> Extract to read
-------------------------
3.2.1 Block-average grayscale feature

Due to hash collisions, non-duplicate images may fall into the same bucket using a perception hash; namely, they may have the same signature. Therefore, perception hashes can only play the function of fast indexing and preliminary filtering. We need to further filter non-duplicate images. The analysis reveals, using a block-average grayscale feature, that the same dimension values of duplicate images are very close. On this basis, we use the Manhattan distance to calculate the similarity of two images.

$$ D_{\text{man}} (V_{X} ,V_{Y} ) = \sum\limits_{i = 1}^{N} {\left| {V_{{X_{i} }} - V_{{Y_{i} }} } \right|} $$
(7)

Here V X and V Y represent the block-average grayscale features of images X and Y. \( V_{{X_{i} }} \) represents the ith component of a block-average grayscale feature V X . If D man(V X V Y ) is not greater than threshold T, then we think images X and Y may be duplicates.

3.2.2 Haar wavelet feature

The block-average grayscale feature uses the intermediate results of the perception hash, so the processing speed is very fast. However, the processing units of the block-average grayscale feature are blocks, which ignore a great deal of detailed information. Therefore, this paper uses a Haar wavelet feature to filter further. An important character of the Haar wavelet is that it not only can reflect the global information of images, but also reflects the local information of images.

The specific algorithm is as follows:

  1. 1.
-------------------------
[Excerpts from a detection dataset]

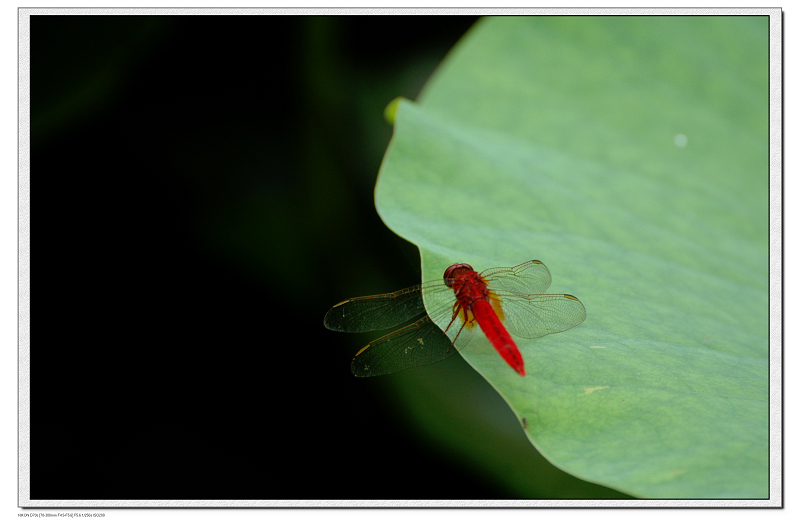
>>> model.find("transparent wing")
[350,316,457,377]
[481,260,553,294]
[324,285,425,332]
[500,294,586,338]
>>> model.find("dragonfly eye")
[444,263,474,287]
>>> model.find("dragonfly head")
[444,263,475,287]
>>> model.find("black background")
[31,16,619,500]
[30,16,503,499]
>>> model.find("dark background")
[30,16,615,500]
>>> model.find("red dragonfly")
[325,260,586,377]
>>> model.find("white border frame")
[18,8,784,508]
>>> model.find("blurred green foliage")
[376,17,769,498]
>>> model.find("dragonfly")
[324,260,586,377]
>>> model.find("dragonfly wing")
[501,294,586,338]
[324,285,425,332]
[351,316,457,377]
[481,260,553,294]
-------------------------
Carry on the section on filtering duplicate images from the point where it stops.

> Exercise output
    The input image is scaled to 64 × 64 pixels and converted to grayscale.

  2. 2.

    Haar wavelet decomposition is used on the grayscale image. Sixty elements with the largest absolute values from the image matrices are extracted.

  3. 3.

    Sixty elements are replaced by their one-dimensional subscripts (V[ij] = i × 64 + j). Meanwhile, if an element is less than 0, the corresponding one-dimensional subscript is multiplied by −1. Then, the one-dimensional subscripts are sorted, and the left 10-element sequence of sorted subscripts is selected to generate a Haar wavelet feature.

  4. 4.

    When the Manhattan distance of feature vectors is not greater than threshold t, we think the images are duplicate images.

3.3 Algorithm analysis

3.3.1 Image grayscale information analysis

As shown in Fig. 2, image transformation can lead to image pixel changes. This will affect the matching of similar images. However, the analysis shows that changes in pixels are small for the above transformation. Especially for the block-average grayscale value algorithm, the calculation of the average grayscale value of a region could effectively offset the effects of individual pixel changes and thus reduce the effect of random noise.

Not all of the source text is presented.